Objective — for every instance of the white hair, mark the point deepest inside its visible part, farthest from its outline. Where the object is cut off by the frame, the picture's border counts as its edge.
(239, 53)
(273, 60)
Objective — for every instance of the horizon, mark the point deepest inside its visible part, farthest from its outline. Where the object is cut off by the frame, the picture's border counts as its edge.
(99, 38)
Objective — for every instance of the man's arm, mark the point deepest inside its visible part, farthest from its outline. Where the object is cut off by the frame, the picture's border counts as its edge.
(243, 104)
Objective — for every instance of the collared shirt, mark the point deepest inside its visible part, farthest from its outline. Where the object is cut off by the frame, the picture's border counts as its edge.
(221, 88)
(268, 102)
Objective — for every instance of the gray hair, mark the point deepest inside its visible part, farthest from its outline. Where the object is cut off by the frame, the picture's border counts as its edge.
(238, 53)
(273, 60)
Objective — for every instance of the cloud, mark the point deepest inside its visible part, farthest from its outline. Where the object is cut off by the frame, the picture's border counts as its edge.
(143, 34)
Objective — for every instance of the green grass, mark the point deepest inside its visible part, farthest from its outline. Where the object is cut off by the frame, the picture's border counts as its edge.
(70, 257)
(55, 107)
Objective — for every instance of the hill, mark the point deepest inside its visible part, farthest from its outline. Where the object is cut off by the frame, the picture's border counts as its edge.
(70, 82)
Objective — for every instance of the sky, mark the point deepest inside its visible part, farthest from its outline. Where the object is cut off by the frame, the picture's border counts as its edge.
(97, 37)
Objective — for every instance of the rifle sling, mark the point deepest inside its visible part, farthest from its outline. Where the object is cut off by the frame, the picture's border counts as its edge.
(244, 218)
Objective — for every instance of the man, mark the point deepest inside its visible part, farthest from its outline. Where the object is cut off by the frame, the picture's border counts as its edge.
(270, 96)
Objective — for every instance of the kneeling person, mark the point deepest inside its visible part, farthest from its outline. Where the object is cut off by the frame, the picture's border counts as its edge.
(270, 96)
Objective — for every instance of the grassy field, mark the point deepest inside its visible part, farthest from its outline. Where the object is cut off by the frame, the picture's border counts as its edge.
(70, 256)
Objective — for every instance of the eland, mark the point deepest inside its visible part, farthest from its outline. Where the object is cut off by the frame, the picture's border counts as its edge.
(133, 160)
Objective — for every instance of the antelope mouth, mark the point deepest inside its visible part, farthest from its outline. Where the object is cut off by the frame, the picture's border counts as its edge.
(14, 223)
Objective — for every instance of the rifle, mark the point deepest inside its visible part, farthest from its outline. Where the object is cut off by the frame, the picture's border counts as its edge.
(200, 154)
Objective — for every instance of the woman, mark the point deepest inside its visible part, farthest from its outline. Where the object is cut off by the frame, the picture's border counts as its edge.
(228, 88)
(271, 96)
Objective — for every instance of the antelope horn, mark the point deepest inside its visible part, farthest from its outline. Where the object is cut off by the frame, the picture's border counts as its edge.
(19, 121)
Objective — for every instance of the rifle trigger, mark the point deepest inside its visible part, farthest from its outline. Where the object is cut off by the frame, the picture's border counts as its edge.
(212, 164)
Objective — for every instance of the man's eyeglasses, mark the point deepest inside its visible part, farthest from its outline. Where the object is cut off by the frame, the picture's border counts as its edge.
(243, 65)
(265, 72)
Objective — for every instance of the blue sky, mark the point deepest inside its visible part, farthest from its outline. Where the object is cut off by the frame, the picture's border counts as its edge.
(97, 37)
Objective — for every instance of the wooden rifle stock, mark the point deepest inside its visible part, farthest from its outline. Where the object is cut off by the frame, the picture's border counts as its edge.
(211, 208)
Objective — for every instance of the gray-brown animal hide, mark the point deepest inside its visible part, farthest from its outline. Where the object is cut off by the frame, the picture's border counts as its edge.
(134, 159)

+-------+

▶ **TASK OBJECTIVE**: Please copy the entire listing, leaving each line exactly as written.

▶ **OUTPUT BELOW**:
Objective — for every instance of the white hair, mark the point deepest inside its visible part, farthest from its outline. Where the object is cut off by the frame, the picture's border counts as its edge.
(239, 53)
(273, 60)
Objective — for every instance of the horizon, mark the point deepest inside its visible part, farthest from its outline. Where the object is cut off by the frame, the picture's border counts as its edge.
(99, 38)
Objective — for every instance of the man's arm, mark the point deepest inside its visible part, farthest from its outline. Where the object is cut off by the frame, the picture's border counts as its edge.
(243, 104)
Objective — for every instance of the collared shirt, mark the point deepest inside its visible part, farthest from its outline. Where the object is cut off by the frame, the picture's border counts as its edge.
(221, 88)
(268, 102)
Objective — for every instance of the gray hair, mark the point deepest inside its visible part, farthest from its outline. Where the object is cut off by the frame, the picture's border counts as its edge.
(238, 53)
(273, 60)
Objective — for every instance of the cloud, mark the point deepest inside its visible part, farthest from its outline. Where the object is cut off by the frame, the picture's border counts as its edge.
(143, 34)
Objective — for every instance of the green grass, mark the point deepest inside its visible part, farthest from its outline. Where the object is cut off by the frame, the picture's border counts as its edge.
(70, 257)
(55, 107)
Objective — for every instance of the hill, mark the point deepest inside its visible part, farthest from its outline. Where the object is cut off by the frame, the picture's border counts as its edge.
(70, 82)
Objective — for every instance of the sky, mark the point deepest inside its visible part, farthest from its outline. Where the object is cut off by the frame, the picture's border counts as its edge.
(97, 37)
Objective — for every instance of the rifle sling, mark the point deepest inside its visible part, farthest from its outline. Where the object is cut off by the frame, the picture's border counts as its edge.
(244, 218)
Objective — for every instance of the man, mark the point deepest inside its visible part, farthest from its outline. Where the object is cut off by the frame, the picture's border counts as its edge.
(270, 96)
Objective — for every instance of the kneeling person, mark the point deepest inside its visible part, farthest from its outline. Where the object is cut off by the frame, the picture's border counts as its edge.
(270, 96)
Objective — for every instance of the grassy field, mark the point deepest inside its visible part, farthest from its outline. Where the object is cut off by the frame, the picture's border counts as its edge.
(70, 256)
Objective — for every instance of the eland, mark the point deepest inside its visible part, farthest from its outline. Where the object is cut off by the frame, the picture's border counts as its edge.
(133, 160)
Objective — for every instance of the antelope mouth, mark the point deepest inside its visible part, farthest from its outline. Where the object is cut off by the frame, the picture's border counts as its edge.
(14, 223)
Objective — for every instance of the rifle, mark the point deepest inside its visible part, farthest from its outline. Where the object is cut off by the frame, the picture's border counts as its edge.
(200, 154)
Objective — for every instance of the woman, mark the point deepest inside its visible part, farthest from its outline. Where the object is cut off by the frame, the picture's border counts as its edge.
(228, 88)
(271, 96)
Objective — for every instance of the antelope horn, mark the point deepest inside its visible part, farthest from its outline. Where the object is cut off by the frame, the picture's border counts as its edge.
(19, 121)
Objective — for every instance of the rifle trigger, mark the point deepest inside its visible part, farthest from its outline. Where the object is cut off by the frame, the picture's border counts as its edge.
(212, 164)
Objective — for every instance of the man's eyeglasses, mark the point deepest inside its visible part, farthest from its outline. Where the object is cut off by the frame, the picture's border counts as its edge.
(243, 65)
(265, 72)
Objective — for every instance of the blue sky, mark the point deepest inside its visible part, farthest from its outline. Where the object is cut off by the frame, the picture's border counts as its edge.
(97, 37)
Objective — for every instance of the wooden rifle stock, mark the point deepest inside its visible part, farthest from its outline. Where the object is cut off by the frame, the picture's border counts as its edge.
(211, 208)
Objective — for every instance of the gray-brown animal hide, mark the point deepest inside its visible part, farthest from its outline. Where the object is cut off by the frame, the picture's border counts as its edge.
(134, 159)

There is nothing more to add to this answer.